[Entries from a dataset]
══════
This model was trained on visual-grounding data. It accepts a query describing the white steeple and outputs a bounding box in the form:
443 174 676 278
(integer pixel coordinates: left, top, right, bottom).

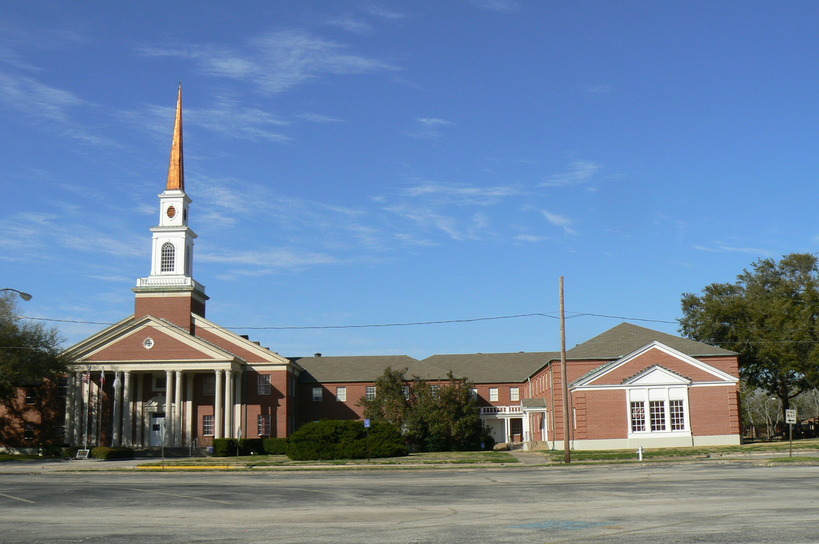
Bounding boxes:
136 85 207 312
══════
### Work to do
Render every line of the material above as a numbered list, leaving out the blank lines and any pictures.

### Answer for this exercise
1. This model was trained on visual-grounding data. It accepts a query describing the white steeple and outputs a bounding box in the form:
2. 443 174 676 278
3. (integer pixel coordinates: left, top, right, bottom).
4. Bounding boxes:
5. 136 85 207 312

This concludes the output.